= Passage =

-- Opening Marker --

Jul 13

Bullfighting: Death by Tradition

I have no objection to animals being killed for food, providing it is done as humanely as possible. Nor do I object to local people killing wild animals for medicine, pelts or for certain aspects of their culture. What I do object to are animals being killed for medicine that doesn’t actually work, or for entertainment and sport. In many cases, both of these boil down to tradition. The Chinese continue to kill animals and use parts of their bodies for traditional medicine, despite the overwhelming evidence from contemporary science that it has little or no medicinal value whatsoever. And then there is that ugly tradition that I loathe above all else: bullfighting.

Bullfighting is a long-established spectacle in Spain, Portugal and a few Hispanic American countries such as Mexico and Columbia. It is performed in an arena where a picador mounted on an armoured horse first tests the bull by stabbing it with a lance in the back of the neck, drawing blood. Next, three banderilleros enter the arena and attempt to plant sharp barbed sticks into the bull’s shoulder, further angering and weakening the animal. The matador then uses a cape – typically a red one – to make the bull charge repeatedly, showing off his skill and bravery by allowing the bull to approach before turning away at the last moment to avoid the animal’s horns.


Photo: MarcusObal

Bulls actually have no issue with the colour red, or any other colour for that matter. Although Spanish matadors have used red capes as part of their attire since the eighteenth century, it actually has nothing to do with antagonising the bull with the colour itself. In fact, bulls cannot even see red; their reaction is to the cape’s movement, which often greatly irritates it and causes the animal to charge. The iconic red cape of the matador is really just a mask to hide the blood of the tortured animal from the onlooking crowd.

A Load of Bull

Bullfighting has entered the news again recently thanks to the death of Victor Barrio, who on Saturday 9 July became the first bullfighter to be killed by a bull in the arena for 30 years. I do have some sympathy for the man. Although I did not agree with what he did, he was still a human being and I don’t believe he deserved to die. But I have much more sympathy for the bull, Lorenzo. People who engage in bullfighting know the inherent risks involved with their ‘art’, just as those people who climb Mount Everest or try to befriend wild bears know their risks.

The bulls, of course, do not know the risks. They are fated to die long before they even enter the arena. They are stabbed before the event to weaken and agitate them. Their eyes may be smeared with Vaseline so they cannot see where they are going and have less of a fighting chance. And, during the final stage of the show, the matador will usually use a long curved sword to stab the wounded bull between the shoulder blades and through the heart. In Portugal, it is now illegal to kill a bull within an arena, but it is nonetheless almost always killed by a professional butcher once it has been removed from the ring.

-- Closing Marker --

= Excerpted data =
-- Opening Marker --

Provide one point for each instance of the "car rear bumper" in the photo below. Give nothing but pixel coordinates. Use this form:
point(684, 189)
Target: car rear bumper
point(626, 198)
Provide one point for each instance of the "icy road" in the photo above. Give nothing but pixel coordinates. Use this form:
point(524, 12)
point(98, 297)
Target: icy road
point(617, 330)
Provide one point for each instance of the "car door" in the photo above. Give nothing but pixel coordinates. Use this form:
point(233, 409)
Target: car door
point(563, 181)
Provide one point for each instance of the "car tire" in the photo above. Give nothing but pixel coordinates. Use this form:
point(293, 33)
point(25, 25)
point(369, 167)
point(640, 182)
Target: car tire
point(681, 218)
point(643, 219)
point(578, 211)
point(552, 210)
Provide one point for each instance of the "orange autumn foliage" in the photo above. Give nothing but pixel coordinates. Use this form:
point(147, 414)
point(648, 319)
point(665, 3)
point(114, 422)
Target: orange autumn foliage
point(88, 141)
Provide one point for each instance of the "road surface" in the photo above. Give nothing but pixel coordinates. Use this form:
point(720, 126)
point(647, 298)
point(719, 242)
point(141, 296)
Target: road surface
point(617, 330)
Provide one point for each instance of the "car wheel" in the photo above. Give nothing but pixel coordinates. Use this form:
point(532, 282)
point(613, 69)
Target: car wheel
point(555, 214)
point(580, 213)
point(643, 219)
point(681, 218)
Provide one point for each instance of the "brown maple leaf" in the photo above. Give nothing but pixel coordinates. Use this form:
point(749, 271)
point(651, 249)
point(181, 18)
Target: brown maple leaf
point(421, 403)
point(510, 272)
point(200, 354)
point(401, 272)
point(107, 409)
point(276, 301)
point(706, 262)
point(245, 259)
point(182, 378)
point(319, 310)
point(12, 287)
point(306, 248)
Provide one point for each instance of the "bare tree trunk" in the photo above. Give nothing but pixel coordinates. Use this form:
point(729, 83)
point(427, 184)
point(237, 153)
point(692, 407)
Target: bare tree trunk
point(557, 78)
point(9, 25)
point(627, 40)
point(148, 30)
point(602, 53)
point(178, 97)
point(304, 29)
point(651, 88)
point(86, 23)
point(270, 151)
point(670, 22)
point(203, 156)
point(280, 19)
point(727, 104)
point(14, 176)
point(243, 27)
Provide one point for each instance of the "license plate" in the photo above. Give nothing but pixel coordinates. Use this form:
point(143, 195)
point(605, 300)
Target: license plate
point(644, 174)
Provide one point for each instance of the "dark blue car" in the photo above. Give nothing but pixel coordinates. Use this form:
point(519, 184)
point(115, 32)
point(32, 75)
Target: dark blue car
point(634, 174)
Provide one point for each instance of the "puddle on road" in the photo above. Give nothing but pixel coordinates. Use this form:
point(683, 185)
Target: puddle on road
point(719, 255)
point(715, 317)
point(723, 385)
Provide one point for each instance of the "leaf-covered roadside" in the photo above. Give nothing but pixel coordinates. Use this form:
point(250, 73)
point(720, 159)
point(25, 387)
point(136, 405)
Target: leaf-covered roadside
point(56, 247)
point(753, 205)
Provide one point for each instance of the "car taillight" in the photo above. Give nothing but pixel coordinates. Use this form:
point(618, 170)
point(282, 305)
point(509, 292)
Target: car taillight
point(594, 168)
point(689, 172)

-- Closing Marker --

= Work instructions =
Copy the bullfighting piece again, starting with "The bulls, of" and going on through "from the ring.", but swap "matador" for "bullfighter".

= Response for this exercise =
The bulls, of course, do not know the risks. They are fated to die long before they even enter the arena. They are stabbed before the event to weaken and agitate them. Their eyes may be smeared with Vaseline so they cannot see where they are going and have less of a fighting chance. And, during the final stage of the show, the bullfighter will usually use a long curved sword to stab the wounded bull between the shoulder blades and through the heart. In Portugal, it is now illegal to kill a bull within an arena, but it is nonetheless almost always killed by a professional butcher once it has been removed from the ring.